▸ Set task
Convert the lines below into a JSON list of strings, one string per line, skipping any blank lines and leaving the pictures out.

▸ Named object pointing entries

....

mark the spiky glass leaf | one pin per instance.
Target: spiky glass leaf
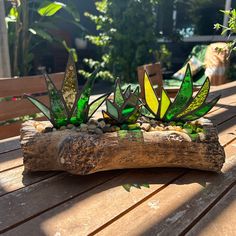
(69, 105)
(185, 107)
(124, 108)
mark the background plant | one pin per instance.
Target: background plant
(125, 107)
(32, 22)
(127, 31)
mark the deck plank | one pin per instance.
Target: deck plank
(91, 210)
(178, 205)
(220, 220)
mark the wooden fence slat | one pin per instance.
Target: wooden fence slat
(19, 108)
(25, 203)
(103, 202)
(13, 129)
(29, 84)
(220, 220)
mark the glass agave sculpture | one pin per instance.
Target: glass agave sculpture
(125, 107)
(69, 105)
(184, 108)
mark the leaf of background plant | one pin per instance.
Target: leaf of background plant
(70, 84)
(150, 95)
(96, 104)
(41, 33)
(50, 9)
(199, 99)
(118, 97)
(201, 111)
(182, 98)
(111, 109)
(165, 103)
(45, 110)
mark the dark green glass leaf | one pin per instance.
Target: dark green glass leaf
(45, 110)
(182, 98)
(201, 111)
(70, 84)
(56, 103)
(96, 104)
(127, 187)
(112, 110)
(127, 111)
(83, 99)
(146, 112)
(198, 100)
(118, 96)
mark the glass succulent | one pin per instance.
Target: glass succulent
(125, 107)
(69, 105)
(185, 107)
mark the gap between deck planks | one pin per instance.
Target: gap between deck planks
(110, 201)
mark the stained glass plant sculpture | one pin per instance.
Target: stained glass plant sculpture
(185, 107)
(125, 107)
(69, 105)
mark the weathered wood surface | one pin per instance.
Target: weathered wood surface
(83, 153)
(64, 204)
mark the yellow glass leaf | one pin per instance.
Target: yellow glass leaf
(150, 95)
(165, 103)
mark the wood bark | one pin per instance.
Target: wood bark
(5, 70)
(83, 153)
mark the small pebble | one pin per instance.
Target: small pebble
(92, 127)
(40, 127)
(202, 136)
(146, 126)
(48, 129)
(98, 131)
(62, 128)
(83, 126)
(93, 122)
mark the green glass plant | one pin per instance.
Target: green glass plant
(69, 105)
(185, 107)
(125, 107)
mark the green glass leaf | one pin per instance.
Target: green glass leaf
(83, 99)
(118, 96)
(199, 99)
(96, 104)
(70, 84)
(182, 98)
(201, 111)
(45, 110)
(56, 103)
(112, 110)
(49, 9)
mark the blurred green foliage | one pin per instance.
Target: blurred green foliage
(127, 33)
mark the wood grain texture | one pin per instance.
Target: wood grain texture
(83, 153)
(172, 210)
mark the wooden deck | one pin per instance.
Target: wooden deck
(177, 202)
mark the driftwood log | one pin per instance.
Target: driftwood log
(83, 153)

....

▸ Solution to the problem
[
  "mark the spiky glass leaf | one pin per instance.",
  "Target: spiky glass leaf",
  "(69, 105)",
  "(185, 107)",
  "(124, 108)",
  "mark the background plant | one pin per instance.",
  "Target: background plant",
  "(125, 107)",
  "(32, 22)",
  "(127, 31)",
  "mark the deck plank | one pin per instance.",
  "Target: deck plank",
  "(91, 210)",
  "(178, 205)",
  "(220, 220)",
  "mark the wooden fence slat | one pin per instance.",
  "Target: wooden fence slat",
  "(19, 108)",
  "(25, 203)",
  "(103, 202)",
  "(13, 129)",
  "(29, 84)",
  "(220, 220)",
  "mark the glass agave sculpture | one pin per instance.",
  "Target: glass agave sculpture",
  "(125, 107)",
  "(69, 105)",
  "(184, 108)",
  "mark the leaf of background plant | one pin per instance.",
  "Target: leaf of background plant",
  "(70, 84)",
  "(150, 95)",
  "(96, 104)",
  "(41, 33)",
  "(50, 9)",
  "(199, 99)",
  "(118, 97)",
  "(201, 111)",
  "(182, 98)",
  "(111, 109)",
  "(165, 103)",
  "(45, 110)",
  "mark the dark green glass leaf | one pin per instance.",
  "Target: dark green glass leaf",
  "(45, 110)",
  "(182, 98)",
  "(201, 111)",
  "(70, 84)",
  "(56, 103)",
  "(96, 104)",
  "(127, 187)",
  "(112, 110)",
  "(127, 111)",
  "(83, 99)",
  "(146, 112)",
  "(198, 100)",
  "(118, 96)",
  "mark the glass succulent | one pin per instance.",
  "Target: glass succulent",
  "(125, 107)",
  "(69, 105)",
  "(185, 107)",
  "mark the gap between deck planks | one pin per instance.",
  "Target: gap between deck planks",
  "(110, 201)",
  "mark the stained glass plant sculpture | one pin per instance.",
  "Target: stained glass plant sculpture",
  "(185, 107)",
  "(125, 107)",
  "(69, 105)",
  "mark the weathered wood surface | one pin per instance.",
  "Target: weathered wood surface",
  "(83, 153)",
  "(64, 204)",
  "mark the yellow glass leaf | one pin per instance.",
  "Target: yellow glass leaf",
  "(150, 95)",
  "(165, 103)",
  "mark the wood bark | one pin per instance.",
  "Target: wood bark",
  "(5, 70)",
  "(83, 153)",
  "mark the small pebble | one pin per instance.",
  "Target: small pebble",
  "(92, 127)",
  "(40, 127)",
  "(202, 136)",
  "(146, 126)",
  "(48, 129)",
  "(98, 131)",
  "(62, 128)",
  "(83, 126)",
  "(93, 122)",
  "mark the green glass plant | one pin per instance.",
  "Target: green glass plant",
  "(69, 105)",
  "(185, 107)",
  "(125, 107)",
  "mark the green glass leaf | one pin per instance.",
  "Target: green glass leaf",
  "(83, 99)",
  "(118, 96)",
  "(199, 99)",
  "(96, 104)",
  "(70, 84)",
  "(182, 98)",
  "(201, 111)",
  "(45, 110)",
  "(56, 103)",
  "(112, 110)",
  "(49, 9)",
  "mark the blurred green foliage | one pin per instance.",
  "Target: blurred green foliage",
  "(127, 33)",
  "mark the wood grain texture | one pin per instance.",
  "Target: wood grain texture",
  "(83, 153)",
  "(172, 210)",
  "mark the wooden deck | one pin per instance.",
  "Target: wooden deck",
  "(177, 202)",
  "mark the driftwood log | one pin per instance.",
  "Target: driftwood log",
  "(83, 153)"
]